**Quoted text**:
* * *

Finding "The One:” Weeding vs. Cherry Picking 

By Carly Sackellares, MSW

Are you someone who is often told they are "too picky" while dating? If so, that can be frustrating to hear, especially when it's coming from a parent anxiously awaiting grandkids or a friend who hasn't been in the dating game for years. 

While usually well-meaning, this unsolicited sentiment fails to acknowledge how dating can stir our unfinished infant/parent dances. 

What can be helpful is recognizing the difference between "weeding" and "cherry-picking.” Chapter 4 in Naked Online: A DoZen Ways to Grow from Internet Dating puts it this way:

A great benefit of the algorithms of the online dating process is some weeding out of people with logistical deal-breakers. By praising the weeding possibilities, we are not encouraging a swing toward an opposite horticultural metaphor, cherry-picking. It is unrealistic to hope that online algorithms can pop out a perfect fit like a machine in a sci-fi story. But we can, if we are honest about ourselves throughout the matching process, screen out those people who do not appreciate the unique, honest, wholehearted people we are becoming as we use our Internet dating experience to grow.

* * *

**Excerpted records**:
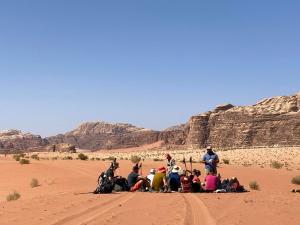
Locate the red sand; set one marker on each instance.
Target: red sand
(57, 200)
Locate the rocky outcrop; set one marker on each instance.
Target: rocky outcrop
(102, 135)
(15, 140)
(270, 122)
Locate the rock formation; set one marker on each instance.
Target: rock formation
(15, 140)
(102, 135)
(270, 122)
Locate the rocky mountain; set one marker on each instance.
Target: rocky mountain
(270, 122)
(16, 140)
(103, 135)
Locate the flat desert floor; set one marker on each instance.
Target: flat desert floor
(62, 197)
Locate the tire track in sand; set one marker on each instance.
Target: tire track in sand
(88, 214)
(197, 213)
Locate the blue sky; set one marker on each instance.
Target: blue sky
(150, 63)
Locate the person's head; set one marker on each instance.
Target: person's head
(168, 157)
(162, 170)
(175, 169)
(136, 168)
(209, 150)
(196, 172)
(152, 171)
(114, 165)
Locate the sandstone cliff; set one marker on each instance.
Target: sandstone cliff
(102, 135)
(270, 122)
(16, 140)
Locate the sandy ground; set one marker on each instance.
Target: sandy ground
(61, 198)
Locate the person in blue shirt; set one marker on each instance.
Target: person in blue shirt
(211, 160)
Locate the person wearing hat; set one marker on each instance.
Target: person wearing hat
(159, 180)
(211, 160)
(174, 179)
(135, 181)
(150, 176)
(170, 163)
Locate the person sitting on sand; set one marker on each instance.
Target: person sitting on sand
(159, 180)
(210, 159)
(211, 182)
(135, 181)
(196, 184)
(150, 176)
(174, 179)
(185, 182)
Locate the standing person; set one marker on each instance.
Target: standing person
(170, 163)
(135, 181)
(159, 180)
(211, 182)
(150, 176)
(211, 160)
(185, 182)
(196, 184)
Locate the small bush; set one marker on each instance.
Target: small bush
(276, 165)
(35, 156)
(296, 180)
(135, 159)
(226, 161)
(34, 183)
(13, 196)
(24, 161)
(67, 158)
(82, 156)
(254, 185)
(111, 158)
(17, 157)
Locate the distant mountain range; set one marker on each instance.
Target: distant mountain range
(271, 122)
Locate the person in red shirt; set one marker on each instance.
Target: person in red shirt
(211, 182)
(185, 183)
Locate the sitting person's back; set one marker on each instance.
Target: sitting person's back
(159, 180)
(211, 182)
(185, 183)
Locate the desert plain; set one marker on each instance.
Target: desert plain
(62, 196)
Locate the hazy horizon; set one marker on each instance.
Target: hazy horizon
(151, 64)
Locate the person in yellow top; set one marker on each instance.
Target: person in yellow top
(159, 180)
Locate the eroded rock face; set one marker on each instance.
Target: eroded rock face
(16, 140)
(102, 135)
(270, 122)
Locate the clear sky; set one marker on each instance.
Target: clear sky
(150, 63)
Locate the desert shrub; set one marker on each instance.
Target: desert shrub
(82, 156)
(34, 183)
(254, 185)
(296, 180)
(157, 159)
(13, 196)
(226, 161)
(276, 165)
(35, 156)
(24, 161)
(67, 158)
(17, 157)
(135, 159)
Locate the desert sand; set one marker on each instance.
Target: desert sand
(63, 198)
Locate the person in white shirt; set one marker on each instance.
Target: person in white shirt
(151, 175)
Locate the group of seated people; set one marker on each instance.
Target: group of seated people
(173, 178)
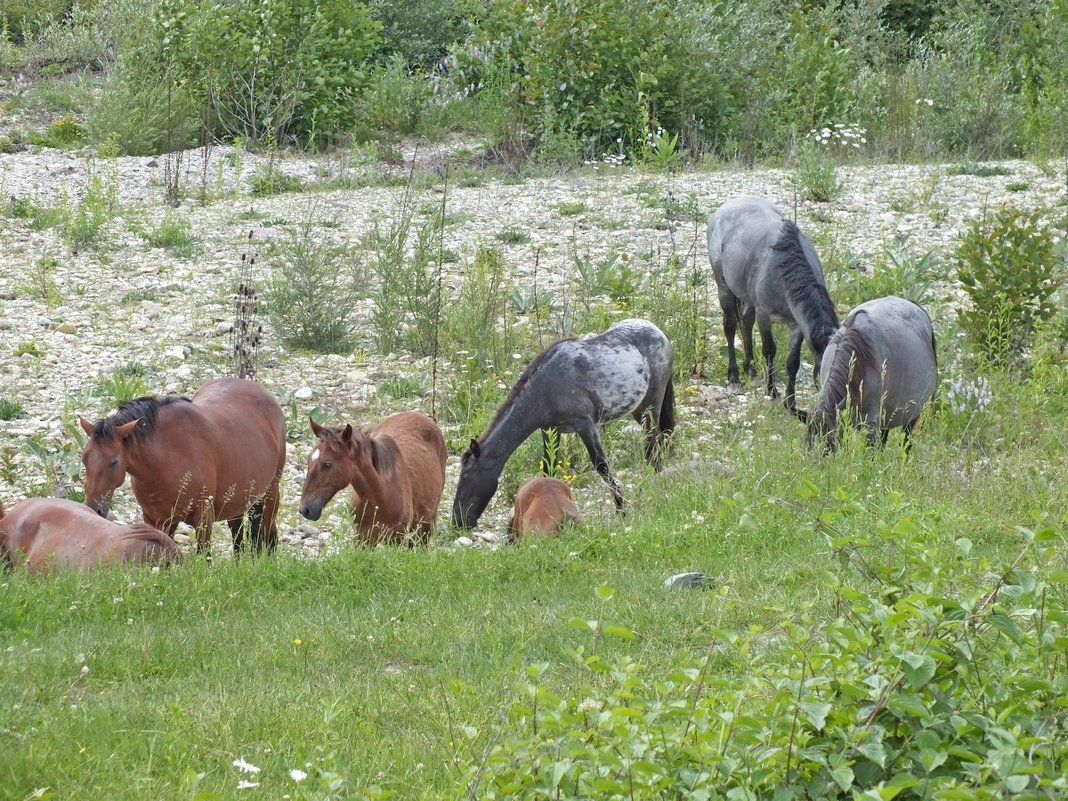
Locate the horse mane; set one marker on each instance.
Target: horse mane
(521, 383)
(851, 360)
(802, 288)
(145, 409)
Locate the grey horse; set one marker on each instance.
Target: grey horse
(881, 365)
(767, 271)
(576, 386)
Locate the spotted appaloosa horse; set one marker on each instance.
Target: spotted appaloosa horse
(576, 386)
(543, 505)
(43, 534)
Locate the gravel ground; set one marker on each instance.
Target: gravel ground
(128, 302)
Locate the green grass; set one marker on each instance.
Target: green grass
(391, 668)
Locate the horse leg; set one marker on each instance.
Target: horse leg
(768, 349)
(748, 319)
(237, 532)
(729, 305)
(587, 432)
(792, 365)
(550, 451)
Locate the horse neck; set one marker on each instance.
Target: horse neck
(376, 490)
(520, 418)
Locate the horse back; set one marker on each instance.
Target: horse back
(544, 505)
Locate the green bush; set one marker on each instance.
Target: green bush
(291, 69)
(1008, 267)
(313, 289)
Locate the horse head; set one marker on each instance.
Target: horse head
(105, 460)
(330, 468)
(477, 483)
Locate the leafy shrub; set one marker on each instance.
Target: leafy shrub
(313, 289)
(1008, 267)
(889, 697)
(287, 68)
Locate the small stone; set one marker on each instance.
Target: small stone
(688, 580)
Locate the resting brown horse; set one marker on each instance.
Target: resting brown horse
(46, 533)
(214, 457)
(543, 505)
(396, 471)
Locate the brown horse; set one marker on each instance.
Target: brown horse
(543, 505)
(214, 457)
(47, 533)
(396, 471)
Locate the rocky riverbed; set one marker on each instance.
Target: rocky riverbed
(69, 319)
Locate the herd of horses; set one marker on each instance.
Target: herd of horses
(219, 455)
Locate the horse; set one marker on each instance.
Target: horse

* * *

**Given request 1**:
Answer these questions about the article on weeding versus cherry-picking in dating:
(a) Who is named as the article's author?
(b) Which chapter of which book does the article quote?
(c) According to the quoted passage, what is a great benefit of online dating algorithms?
**Given request 2**: Write a continuation of the article on weeding versus cherry-picking in dating, beginning after its last sentence.

**Output 1**:
(a) Carly Sackellares, MSW.
(b) Chapter 4 of Naked Online: A DoZen Ways to Grow from Internet Dating.
(c) Some weeding out of people with logistical deal-breakers.

**Output 2**:
Online dating burnout often comes when we lose sight of its limitations. We can appreciate the benefits of dating apps, like their ability to "weed out" logistical incompatibilities, while recognizing that they probably won't pop out our perfect match. 

Dating advice often preys upon our wishes to find "the one," our soulmate, our better half. However, this notion implies that we aren't entering a romantic relationship as a whole person. We can get into “cherry-picking” territory when we are looking for a person to make us whole. 

Viewing online dating as an opportunity to practice our relationship skills, take up space, and find our authentic selves allows us to use the apps for our benefit rather than feeling like they are using us. When we let go of the idea of "the one,” we can enter romantic relationships wholly and fully. We open up a world of possibilities and recognize we can have a successful relationship with anyone who appreciates who we are.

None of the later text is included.